[Point-based annotation data]
○ ○ ○ ○
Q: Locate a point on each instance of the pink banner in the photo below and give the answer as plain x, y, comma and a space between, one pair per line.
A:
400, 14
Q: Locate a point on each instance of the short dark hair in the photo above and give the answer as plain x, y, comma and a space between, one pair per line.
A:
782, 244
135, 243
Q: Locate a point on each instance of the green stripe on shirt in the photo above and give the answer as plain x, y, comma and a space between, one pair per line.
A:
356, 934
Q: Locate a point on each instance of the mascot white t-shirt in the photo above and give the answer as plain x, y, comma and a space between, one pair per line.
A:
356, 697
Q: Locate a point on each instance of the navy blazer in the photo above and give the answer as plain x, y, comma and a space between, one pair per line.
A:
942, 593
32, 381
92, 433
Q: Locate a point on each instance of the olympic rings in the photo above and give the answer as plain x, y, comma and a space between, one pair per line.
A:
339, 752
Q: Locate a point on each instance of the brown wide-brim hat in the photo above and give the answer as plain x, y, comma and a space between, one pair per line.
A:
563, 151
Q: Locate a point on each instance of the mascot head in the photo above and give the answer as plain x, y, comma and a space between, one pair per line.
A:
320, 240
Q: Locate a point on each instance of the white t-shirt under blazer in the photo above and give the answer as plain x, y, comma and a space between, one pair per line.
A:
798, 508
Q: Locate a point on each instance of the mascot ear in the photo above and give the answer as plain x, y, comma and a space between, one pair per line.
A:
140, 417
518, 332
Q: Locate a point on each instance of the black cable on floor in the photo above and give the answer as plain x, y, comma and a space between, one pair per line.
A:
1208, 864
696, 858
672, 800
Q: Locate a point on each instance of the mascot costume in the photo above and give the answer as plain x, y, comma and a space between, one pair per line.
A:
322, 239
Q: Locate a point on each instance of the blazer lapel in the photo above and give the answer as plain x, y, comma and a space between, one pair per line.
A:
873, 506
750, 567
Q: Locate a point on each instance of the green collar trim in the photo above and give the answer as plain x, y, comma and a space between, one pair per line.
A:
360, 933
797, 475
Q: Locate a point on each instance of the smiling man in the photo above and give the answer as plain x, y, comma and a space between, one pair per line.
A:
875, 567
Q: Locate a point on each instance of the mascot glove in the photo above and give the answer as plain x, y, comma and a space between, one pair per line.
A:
○ ○ ○ ○
* Problem to solve
Your task is to print the whole listing again exactly.

* Written answer
Q: Locate a point on each instance of the pink banner in the photo below and give the answer as plain x, y, comma and a space between, one pair per line.
A:
400, 14
Q: Locate a point on each instance of the short dark hair in the photo above and give the answer as plain x, y, comma and a space between, one pair per line.
A:
782, 244
135, 243
Q: Locate a point on each instance of the green stripe on shirt in the photo above and give the answer as plain x, y, comma and a space between, one pair per line.
A:
356, 934
Q: Locate a point on each instance of the mascot white t-shirt in the photo above and give the answer as plain x, y, comma and a space between, one pair per line.
A:
356, 697
Q: Locate a point on each instance of the navy blazer in the photo above and give the answer as plain x, y, comma and a space between, one pair per line.
A:
942, 593
32, 381
92, 433
Q: Locate a point on each instance of the olympic rings in the photo above and give the answer as plain x, y, comma and a space between, one pair per line.
A:
339, 752
Q: Locate a point on each instance of the brown wide-brim hat in the photo above and give the answer as plain x, y, comma and a space between, one pair per line.
A:
563, 151
Q: Locate a point on each instance of the mascot head in the photo above and give the answer as plain x, y, comma and a space between, one pair per line.
A:
320, 240
Q: Locate a point on each instance of the white t-shirt under blazer in the photo above and give the answer as plain x, y, comma and a space between, one pair per line.
A:
798, 508
Q: Locate a point on each instance of the mascot ear in the photo above and give the answer as plain x, y, comma and a space between, one pair per line.
A:
140, 417
518, 332
Q: Locate a point on each instance of the black cable on floor in the photo above and give the answer as plain x, y, comma and a space between, one pair per line.
A:
1208, 864
696, 858
672, 800
Q: Locate a point on each instance of the mascot costume in the photo above and give the answer as plain x, y, comma and a space between, one pair per line.
A:
322, 239
Q: Locate a point on each instance of the blazer lapel in the photo above and give the answer as plain x, y, comma and a space between, one pair per line.
A:
873, 506
750, 567
Q: Locate a point on each instance of the green collar trim in the photo above and give the answer as plain x, y, comma and a space between, one pair per line.
A:
360, 933
797, 475
Q: Locate a point on each instance of the smiling man in the photo above and give the answer as plain x, y, comma and a space between, one pair per line.
A:
875, 567
Q: Locate a point on each instance of the mascot glove in the photo above and give the answer as plain x, y, comma and a space between, one pair per line.
A:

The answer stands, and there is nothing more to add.